Dataset rows.
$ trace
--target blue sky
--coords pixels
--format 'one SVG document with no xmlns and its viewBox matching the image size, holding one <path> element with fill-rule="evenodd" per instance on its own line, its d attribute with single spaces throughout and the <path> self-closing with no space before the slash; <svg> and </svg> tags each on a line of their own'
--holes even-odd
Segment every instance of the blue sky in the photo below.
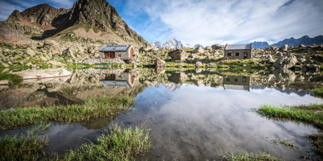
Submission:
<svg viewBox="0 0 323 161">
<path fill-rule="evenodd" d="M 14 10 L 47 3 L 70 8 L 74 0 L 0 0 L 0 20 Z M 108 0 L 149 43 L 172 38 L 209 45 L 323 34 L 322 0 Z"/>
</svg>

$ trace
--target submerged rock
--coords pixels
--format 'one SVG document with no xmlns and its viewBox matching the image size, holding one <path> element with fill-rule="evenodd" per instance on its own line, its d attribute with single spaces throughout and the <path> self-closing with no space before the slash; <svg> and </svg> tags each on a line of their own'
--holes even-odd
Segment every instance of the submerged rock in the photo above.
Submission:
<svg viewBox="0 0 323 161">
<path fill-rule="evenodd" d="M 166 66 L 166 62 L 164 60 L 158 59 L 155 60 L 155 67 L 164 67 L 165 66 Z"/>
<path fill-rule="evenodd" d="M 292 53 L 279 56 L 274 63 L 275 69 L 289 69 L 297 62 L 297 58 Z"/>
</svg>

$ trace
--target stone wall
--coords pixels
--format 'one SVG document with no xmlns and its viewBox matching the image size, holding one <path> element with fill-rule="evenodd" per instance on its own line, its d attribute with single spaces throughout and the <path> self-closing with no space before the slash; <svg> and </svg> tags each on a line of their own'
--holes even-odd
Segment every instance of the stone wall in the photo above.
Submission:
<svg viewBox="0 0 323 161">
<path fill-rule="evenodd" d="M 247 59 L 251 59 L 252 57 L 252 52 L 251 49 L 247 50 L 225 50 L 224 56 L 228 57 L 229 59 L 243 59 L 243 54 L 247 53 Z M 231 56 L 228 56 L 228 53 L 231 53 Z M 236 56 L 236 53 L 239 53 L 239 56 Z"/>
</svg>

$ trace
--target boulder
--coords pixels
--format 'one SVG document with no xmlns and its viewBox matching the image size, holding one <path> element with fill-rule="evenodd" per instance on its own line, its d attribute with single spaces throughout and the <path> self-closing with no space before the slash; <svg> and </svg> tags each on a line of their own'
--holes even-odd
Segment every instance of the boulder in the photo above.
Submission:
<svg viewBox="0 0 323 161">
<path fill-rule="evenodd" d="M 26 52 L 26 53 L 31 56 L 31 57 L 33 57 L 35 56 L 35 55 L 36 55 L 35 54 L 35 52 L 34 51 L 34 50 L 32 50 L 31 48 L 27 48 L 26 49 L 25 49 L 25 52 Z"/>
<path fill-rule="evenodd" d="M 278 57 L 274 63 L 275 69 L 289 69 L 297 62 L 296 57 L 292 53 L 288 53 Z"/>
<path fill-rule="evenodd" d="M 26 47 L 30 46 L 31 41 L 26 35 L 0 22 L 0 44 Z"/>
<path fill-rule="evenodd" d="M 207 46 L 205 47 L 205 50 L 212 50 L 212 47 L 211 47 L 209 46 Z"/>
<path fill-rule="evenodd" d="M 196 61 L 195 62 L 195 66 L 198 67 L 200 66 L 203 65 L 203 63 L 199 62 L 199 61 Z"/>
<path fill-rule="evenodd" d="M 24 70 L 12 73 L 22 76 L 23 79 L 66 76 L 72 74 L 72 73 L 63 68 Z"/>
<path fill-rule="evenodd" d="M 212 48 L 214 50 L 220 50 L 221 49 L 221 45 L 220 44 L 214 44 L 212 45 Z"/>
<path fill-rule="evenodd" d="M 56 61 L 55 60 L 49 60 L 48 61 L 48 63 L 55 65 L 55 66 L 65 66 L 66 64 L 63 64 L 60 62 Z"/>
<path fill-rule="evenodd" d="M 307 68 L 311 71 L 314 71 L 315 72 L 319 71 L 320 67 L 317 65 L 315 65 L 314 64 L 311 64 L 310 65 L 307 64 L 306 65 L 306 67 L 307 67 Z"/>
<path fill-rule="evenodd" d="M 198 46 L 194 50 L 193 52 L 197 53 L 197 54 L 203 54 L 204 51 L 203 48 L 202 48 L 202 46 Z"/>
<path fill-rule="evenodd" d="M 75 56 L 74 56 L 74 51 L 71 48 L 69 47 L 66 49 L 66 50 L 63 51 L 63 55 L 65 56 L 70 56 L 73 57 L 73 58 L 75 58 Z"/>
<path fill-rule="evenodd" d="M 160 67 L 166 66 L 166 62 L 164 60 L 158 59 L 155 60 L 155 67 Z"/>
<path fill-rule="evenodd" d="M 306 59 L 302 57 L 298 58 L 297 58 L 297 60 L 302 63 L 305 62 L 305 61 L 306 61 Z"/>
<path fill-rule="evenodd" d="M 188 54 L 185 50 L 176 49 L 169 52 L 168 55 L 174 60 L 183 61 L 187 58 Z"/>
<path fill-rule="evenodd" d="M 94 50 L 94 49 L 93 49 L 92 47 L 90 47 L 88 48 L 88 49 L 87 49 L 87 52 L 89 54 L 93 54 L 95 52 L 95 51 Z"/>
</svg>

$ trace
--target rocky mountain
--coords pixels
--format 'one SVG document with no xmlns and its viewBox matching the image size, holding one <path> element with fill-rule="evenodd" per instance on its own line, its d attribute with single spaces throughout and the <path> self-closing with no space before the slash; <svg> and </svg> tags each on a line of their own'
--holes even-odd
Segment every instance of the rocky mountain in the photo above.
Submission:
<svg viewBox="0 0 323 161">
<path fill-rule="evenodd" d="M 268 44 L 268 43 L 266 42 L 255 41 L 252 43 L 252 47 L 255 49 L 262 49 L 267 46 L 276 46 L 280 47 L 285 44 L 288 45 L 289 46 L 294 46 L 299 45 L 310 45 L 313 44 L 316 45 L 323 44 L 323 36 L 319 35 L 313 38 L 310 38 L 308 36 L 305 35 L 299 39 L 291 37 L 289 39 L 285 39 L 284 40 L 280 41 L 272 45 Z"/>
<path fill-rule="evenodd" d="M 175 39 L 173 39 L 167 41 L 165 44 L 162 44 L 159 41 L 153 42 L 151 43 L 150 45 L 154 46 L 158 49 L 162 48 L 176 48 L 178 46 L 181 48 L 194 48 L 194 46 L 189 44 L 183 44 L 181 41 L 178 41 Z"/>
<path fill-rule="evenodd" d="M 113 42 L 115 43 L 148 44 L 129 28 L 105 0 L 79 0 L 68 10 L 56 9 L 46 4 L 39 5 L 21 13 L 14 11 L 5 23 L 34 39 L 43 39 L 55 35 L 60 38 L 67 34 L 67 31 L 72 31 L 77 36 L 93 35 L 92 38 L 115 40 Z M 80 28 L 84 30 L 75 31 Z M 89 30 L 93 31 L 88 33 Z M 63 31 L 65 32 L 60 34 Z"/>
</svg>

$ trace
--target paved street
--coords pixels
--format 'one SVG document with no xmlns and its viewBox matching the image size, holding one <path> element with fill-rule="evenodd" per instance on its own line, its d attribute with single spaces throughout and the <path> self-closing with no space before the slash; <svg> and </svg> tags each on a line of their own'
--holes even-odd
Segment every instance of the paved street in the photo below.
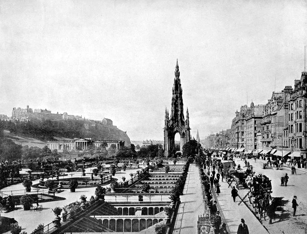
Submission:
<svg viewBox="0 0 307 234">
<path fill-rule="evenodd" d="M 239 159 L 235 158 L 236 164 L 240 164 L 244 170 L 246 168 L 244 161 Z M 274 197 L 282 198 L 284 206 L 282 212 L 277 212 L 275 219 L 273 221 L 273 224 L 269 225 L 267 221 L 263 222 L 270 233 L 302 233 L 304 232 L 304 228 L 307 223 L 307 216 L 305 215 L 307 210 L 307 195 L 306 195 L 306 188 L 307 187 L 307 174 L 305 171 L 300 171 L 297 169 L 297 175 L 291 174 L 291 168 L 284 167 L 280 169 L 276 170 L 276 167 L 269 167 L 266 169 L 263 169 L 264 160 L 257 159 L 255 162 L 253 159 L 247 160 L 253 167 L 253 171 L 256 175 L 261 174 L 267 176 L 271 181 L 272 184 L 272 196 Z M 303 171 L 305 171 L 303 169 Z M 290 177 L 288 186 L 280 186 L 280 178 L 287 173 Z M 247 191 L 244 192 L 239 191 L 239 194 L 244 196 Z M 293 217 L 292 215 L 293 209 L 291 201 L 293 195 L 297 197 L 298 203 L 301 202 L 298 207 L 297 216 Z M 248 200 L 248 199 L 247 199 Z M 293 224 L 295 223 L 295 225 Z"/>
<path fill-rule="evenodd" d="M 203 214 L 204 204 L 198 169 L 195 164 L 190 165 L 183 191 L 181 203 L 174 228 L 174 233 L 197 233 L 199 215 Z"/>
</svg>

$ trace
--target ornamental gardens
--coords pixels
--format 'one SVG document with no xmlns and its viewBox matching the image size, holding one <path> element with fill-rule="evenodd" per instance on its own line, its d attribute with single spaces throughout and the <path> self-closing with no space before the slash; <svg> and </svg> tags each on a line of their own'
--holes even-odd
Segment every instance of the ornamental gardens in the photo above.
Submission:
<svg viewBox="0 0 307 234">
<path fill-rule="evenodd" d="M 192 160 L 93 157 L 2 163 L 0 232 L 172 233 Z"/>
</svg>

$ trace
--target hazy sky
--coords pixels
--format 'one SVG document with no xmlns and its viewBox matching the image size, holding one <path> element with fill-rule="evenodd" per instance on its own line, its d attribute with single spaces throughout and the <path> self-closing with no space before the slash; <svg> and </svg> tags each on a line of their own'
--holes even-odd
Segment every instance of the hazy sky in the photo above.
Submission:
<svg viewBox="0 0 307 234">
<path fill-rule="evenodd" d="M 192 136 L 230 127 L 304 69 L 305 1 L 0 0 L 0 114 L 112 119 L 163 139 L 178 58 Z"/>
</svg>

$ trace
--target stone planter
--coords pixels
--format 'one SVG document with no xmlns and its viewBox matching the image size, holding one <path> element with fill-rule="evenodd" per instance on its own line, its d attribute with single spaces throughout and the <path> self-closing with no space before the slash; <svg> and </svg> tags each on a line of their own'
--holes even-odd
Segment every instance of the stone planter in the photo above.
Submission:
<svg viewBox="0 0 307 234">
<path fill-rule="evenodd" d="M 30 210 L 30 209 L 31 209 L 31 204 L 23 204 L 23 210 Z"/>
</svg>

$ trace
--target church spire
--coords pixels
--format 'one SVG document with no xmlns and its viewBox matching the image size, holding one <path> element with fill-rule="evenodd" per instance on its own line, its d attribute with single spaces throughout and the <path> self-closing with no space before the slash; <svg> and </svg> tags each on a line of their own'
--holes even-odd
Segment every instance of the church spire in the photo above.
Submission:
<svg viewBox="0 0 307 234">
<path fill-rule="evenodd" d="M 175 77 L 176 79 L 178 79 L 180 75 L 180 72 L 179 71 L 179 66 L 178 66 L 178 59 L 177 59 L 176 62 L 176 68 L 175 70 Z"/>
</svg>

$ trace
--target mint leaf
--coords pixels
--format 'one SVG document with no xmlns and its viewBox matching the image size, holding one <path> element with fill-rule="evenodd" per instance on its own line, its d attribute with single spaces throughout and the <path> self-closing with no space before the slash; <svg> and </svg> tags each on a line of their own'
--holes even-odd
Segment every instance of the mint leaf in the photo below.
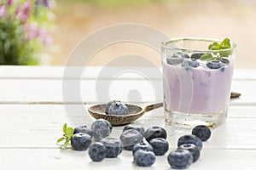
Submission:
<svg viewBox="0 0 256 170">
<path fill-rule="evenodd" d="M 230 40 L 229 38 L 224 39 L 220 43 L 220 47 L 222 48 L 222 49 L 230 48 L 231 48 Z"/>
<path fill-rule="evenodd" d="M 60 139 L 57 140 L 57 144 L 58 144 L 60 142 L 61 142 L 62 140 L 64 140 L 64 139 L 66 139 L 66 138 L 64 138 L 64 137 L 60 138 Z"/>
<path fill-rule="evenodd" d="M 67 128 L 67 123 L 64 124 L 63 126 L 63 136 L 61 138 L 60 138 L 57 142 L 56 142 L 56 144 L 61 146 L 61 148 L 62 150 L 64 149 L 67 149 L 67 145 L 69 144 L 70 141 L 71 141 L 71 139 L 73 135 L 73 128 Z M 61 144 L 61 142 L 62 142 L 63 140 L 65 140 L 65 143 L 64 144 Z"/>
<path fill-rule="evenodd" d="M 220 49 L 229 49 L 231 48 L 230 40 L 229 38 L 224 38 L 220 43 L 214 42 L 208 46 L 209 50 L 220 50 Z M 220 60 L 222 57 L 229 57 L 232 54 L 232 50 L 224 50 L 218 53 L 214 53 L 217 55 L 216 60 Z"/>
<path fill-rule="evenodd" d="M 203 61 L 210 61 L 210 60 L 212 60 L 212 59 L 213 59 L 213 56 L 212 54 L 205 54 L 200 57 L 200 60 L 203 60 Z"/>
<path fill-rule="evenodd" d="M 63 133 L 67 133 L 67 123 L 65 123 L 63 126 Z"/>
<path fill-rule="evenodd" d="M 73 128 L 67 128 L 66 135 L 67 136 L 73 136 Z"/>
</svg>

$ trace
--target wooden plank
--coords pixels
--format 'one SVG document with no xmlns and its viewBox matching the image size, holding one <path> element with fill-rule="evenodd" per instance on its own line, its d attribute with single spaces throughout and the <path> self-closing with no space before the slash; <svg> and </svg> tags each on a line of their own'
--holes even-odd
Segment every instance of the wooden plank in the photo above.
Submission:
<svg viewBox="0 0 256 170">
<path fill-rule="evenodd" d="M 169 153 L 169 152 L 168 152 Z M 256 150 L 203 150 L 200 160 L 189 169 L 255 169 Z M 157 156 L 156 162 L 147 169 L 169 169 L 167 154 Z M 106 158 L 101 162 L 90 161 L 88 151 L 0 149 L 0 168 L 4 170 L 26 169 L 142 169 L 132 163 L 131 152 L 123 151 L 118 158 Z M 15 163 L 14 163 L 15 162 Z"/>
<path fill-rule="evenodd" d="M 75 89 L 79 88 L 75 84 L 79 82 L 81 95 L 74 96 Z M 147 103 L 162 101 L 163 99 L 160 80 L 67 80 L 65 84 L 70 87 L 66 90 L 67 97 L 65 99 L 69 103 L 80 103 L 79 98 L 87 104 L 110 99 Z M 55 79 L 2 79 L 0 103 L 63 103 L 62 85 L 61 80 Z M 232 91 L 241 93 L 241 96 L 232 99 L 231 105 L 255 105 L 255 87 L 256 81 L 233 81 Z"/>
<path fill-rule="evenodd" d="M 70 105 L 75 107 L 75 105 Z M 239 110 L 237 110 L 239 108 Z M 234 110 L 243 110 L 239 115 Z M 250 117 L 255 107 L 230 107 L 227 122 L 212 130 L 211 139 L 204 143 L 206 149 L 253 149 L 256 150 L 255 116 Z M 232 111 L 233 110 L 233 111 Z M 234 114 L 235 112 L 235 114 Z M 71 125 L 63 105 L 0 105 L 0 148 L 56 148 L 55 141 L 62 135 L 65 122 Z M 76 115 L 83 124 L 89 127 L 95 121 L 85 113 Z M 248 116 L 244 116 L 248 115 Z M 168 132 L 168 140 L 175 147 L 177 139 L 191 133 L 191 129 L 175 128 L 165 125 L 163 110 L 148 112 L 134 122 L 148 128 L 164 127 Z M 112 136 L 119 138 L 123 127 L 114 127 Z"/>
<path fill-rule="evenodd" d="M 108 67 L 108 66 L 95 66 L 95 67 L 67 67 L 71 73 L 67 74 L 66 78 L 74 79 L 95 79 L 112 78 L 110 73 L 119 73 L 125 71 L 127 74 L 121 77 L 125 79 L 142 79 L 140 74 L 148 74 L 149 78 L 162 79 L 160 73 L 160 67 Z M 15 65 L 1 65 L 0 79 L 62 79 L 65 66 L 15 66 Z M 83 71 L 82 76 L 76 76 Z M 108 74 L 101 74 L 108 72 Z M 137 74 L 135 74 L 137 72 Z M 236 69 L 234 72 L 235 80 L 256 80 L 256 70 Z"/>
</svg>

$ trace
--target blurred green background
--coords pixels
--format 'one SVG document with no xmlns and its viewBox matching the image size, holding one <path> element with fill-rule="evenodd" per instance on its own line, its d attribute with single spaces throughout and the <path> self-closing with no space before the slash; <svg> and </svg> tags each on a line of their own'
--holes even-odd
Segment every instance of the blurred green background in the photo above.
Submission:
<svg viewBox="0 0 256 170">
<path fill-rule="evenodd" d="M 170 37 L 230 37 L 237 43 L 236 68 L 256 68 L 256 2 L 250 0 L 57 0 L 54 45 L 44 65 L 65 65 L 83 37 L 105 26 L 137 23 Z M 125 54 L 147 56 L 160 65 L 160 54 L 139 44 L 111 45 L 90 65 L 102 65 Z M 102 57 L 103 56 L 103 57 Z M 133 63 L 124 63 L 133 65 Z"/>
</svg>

Task details. Report how many lines of the items above contain the string "blue", with case counting, and give only the number.

Exercise output. 2